======== Raw data
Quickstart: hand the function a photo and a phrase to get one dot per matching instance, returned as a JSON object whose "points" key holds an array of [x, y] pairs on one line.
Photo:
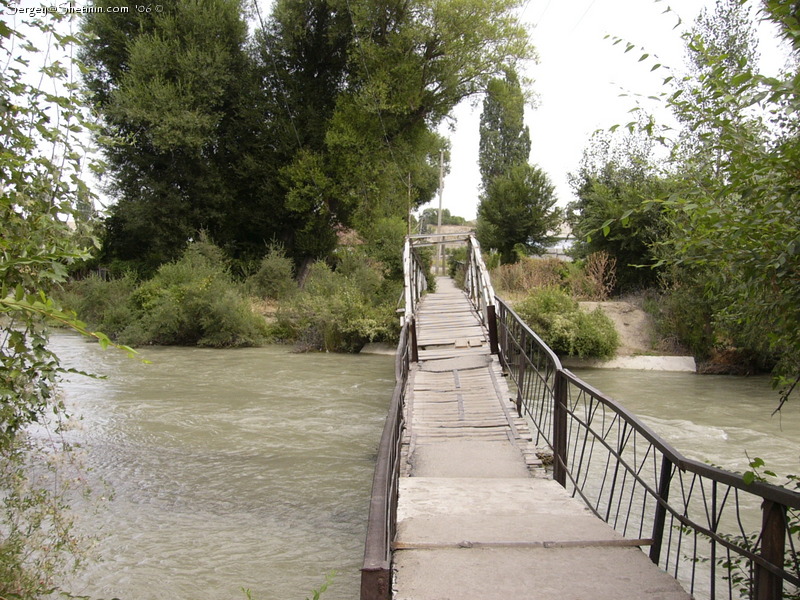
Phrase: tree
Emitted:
{"points": [[517, 208], [518, 212], [407, 64], [733, 227], [179, 100], [617, 175], [505, 140], [46, 211], [328, 121]]}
================
• _Try it_: Every entry must be transcribed exactly. Pictures do not belong in the copy.

• _Exercise solution_:
Quickstart: hand the function a photo and a phrase to get one dot per matching instance, returned as a JSON object whose "points" key holds an array of [x, y] pairs on one line.
Photo:
Phrase: tree
Emitted:
{"points": [[517, 208], [518, 212], [407, 64], [733, 227], [179, 100], [617, 175], [505, 140], [46, 211], [328, 121]]}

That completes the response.